━━━━━ Text passage ━━━━━

Kris Blondin, owner of Vin Grotto, one of Hanan's tenants, has similar concerns. She used to stay open late, catering to theater crowds that made their way down to her cafe. Now -- citing public safety concerns related to the nightclub across the screet and the neighborhood's concentration of high-risk, low-income housing -- she rarely stays open past 9:00 p.m. "A wine bar should be open at least until 10:00 p.m.," says Blondin. "But not since the club opened. I used to have theater people come down after a show for wine or dessert, but not anymore. And I haven't had anyone call and ask, 'How come you weren't open?'"

At the north end of the block, Meconi's Pub owner David Meconi is trying to figure out how to draw more people in light of recent violence.

"Right now, my main focus is the shooting," says Meconi. "Since the shooting, my nightlife [business] has gone down a lot. People are afraid to come down at night."

This grim, collective view of downtown's north end is consistent with a report released earlier this year by the New Tacoma Neighborhood Council, which includes downtown stakeholders. The report, prepared March 30 after a community meeting with residents, merchants, property owners, and city leaders, outlines recommendations for improving the area around Ninth and Commerce -- and identifies many of the problems that plague the neighborhood.

"This neighborhood has great potential for development, but it currently struggles," the neighborhood council report reads. "Small businesses have a hard time and empty storefronts linger . . . . Some people who do visit are wary of the presence of panhandlers, drug activity, and other nuisance behaviors."

Ride Link Light Rail from the Dome District to the Theater District, and you get an idea of what merchants and the community council report detail: downtown changes dramatically in a distance of less than two miles.

As the train leaves Tacoma Dome station and makes a turn north onto Pacific Avenue, many of the city's revitalization landmarks come into view: Union Station, UW Tacoma, and the Washington State History Museum. Disembark at Union Station, cross a pedestrian bridge over Interstate 705, and you wind up at the shimmering Museum of Glass and the Foss Waterway and Esplanade.

━━━━━ Extracted entries ━━━━━

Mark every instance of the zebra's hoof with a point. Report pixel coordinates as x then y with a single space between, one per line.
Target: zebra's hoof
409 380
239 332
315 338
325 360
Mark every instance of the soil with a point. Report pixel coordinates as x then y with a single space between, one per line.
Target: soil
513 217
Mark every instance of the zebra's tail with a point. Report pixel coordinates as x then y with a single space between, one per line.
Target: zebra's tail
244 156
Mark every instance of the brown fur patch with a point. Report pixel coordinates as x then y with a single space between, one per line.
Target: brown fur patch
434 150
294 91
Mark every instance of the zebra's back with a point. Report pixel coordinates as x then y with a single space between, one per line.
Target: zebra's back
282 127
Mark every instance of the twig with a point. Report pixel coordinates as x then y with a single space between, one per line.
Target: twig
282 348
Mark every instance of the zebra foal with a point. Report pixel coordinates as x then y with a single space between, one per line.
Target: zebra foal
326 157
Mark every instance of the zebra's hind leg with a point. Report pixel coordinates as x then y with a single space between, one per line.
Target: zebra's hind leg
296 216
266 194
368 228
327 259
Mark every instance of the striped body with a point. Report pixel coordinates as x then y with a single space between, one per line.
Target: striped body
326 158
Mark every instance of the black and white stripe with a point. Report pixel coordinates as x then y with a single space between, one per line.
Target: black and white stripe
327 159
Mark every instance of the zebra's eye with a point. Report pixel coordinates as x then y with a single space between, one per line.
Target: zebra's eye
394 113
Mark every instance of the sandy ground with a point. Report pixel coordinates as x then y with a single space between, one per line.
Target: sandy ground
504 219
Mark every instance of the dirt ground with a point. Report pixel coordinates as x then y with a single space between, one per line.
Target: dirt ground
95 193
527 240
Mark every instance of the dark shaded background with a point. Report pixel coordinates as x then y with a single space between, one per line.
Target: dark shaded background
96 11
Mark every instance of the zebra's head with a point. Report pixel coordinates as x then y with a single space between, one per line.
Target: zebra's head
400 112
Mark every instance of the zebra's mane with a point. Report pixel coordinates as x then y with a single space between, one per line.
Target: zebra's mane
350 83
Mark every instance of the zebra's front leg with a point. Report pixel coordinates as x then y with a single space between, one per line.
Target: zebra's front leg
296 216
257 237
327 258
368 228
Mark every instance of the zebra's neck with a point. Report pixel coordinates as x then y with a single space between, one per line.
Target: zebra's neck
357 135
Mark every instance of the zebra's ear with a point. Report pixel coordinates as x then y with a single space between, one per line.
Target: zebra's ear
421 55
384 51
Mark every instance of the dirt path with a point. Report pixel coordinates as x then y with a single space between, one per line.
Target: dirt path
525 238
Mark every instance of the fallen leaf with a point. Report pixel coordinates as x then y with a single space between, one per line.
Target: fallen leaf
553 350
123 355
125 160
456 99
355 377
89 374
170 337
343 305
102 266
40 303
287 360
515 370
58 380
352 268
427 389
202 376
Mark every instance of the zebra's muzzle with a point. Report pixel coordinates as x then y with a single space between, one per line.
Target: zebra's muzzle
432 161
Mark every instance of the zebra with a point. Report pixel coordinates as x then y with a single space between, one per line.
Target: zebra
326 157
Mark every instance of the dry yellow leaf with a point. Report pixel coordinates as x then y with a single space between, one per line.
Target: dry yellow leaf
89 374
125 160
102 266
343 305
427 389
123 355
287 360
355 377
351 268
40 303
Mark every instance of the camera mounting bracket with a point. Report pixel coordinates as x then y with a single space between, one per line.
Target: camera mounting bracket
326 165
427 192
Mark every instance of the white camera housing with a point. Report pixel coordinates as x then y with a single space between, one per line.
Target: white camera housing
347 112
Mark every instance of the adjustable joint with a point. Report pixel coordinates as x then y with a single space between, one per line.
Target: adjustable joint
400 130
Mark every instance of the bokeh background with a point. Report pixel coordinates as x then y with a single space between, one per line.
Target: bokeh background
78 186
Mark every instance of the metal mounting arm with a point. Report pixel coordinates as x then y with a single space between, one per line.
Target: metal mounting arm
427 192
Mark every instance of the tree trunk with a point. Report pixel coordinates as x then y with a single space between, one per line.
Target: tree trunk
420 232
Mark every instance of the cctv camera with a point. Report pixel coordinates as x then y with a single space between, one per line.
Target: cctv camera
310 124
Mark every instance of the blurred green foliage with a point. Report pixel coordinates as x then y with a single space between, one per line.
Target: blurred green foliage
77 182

━━━━━

Carry on the article about downtown Tacoma's north end from the point where it stops.

(The result):
But continue on Link Light Rail, past the Tacoma Art Museum and Pacific Plaza and up to Commerce Street, and the environment changes. The abandoned, paint-flaked Luzon Building collects dust (and pigeon droppings) at the corner of 13th and Commerce; two decades-old concrete parking garages -- Park Plaza North and Park Plaza South -- appear as though they might collapse under their own weight; and the Theater District light rail station drops passengers off in a part of town surrounded by two convenience stores, low-income housing, and a row of sagging buildings.

According to statistics from the Business Improvement Area (BIA), 20.8 percent of downtown incident reports compiled by BIA bike patrols from January through March of this year occurred in the area near Ninth and Commerce.

"Each area has its own problems," says Marty Campbell, president of the Downtown Merchants Group, and Vice Chair of the New Tacoma Neighborhood Council. He disagrees with the idea that one part of downtown is better off than another, though readily acknowledges that, as a business owner in the south end, his assessment could be critiqued. "I think there's a perception that the University District is booming. But I don't think it's doing significantly better than any other part of downtown."

Councilmember Jake Fey agrees.

"I hear from merchants [in the south part of downtown] that it's not a slam-dunk," says Fey, who represents downtown.

Campbell and Fey are familiar with the concerns of merchants on the north end. Campbell points to efforts earlier this year to improve conditions near Ninth and Commerce. On March 7, he sent a letter to Mayor Bill Baarsma outlining his concerns and requesting the City make nuisance behaviors a high priority. On March 30, the New Tacoma Neighborhood Council hosted a community meeting of 50 residents, merchants, property owners, and city employees to discuss possible solutions. According to Campbell, downtown merchants and city leaders started working together to replace 32 burned out street lights, install fencing around Fireman's Park (to curb instances of homeless encampments), and develop a plan that puts heavier restrictions on pay phones in the area (a common means of communication for drug dealers).

"We created an action plan, working through the city," says Campbell. "They respected us, and dialogue was started."

Still, Campbell admits key aspects of north and south downtown make the areas inherently different.

Whereas the north end is more tightly compacted with garages, office buildings, the Winthrop Hotel, City Hall, and Pantages Theater all towering over the neighborhood, the south end -- particularly the UW Tacoma campus -- is more spread out. "If you're at 17th and Pacific, you can glance and see if there's an issue at 21st and Pacific," says Campbell. "You can be visually aware. At Ninth and Pacific, you have a very small area that you can keep an eye on. It's a much smaller, more condensed area. It can be harder to maintain."

Another difference: low-income residential housing. While the north end of downtown is home to three high-density, low-income housing projects -- the Winthrop, Olympus Hotel, and Colonial Apartments -- the south end of downtown has none.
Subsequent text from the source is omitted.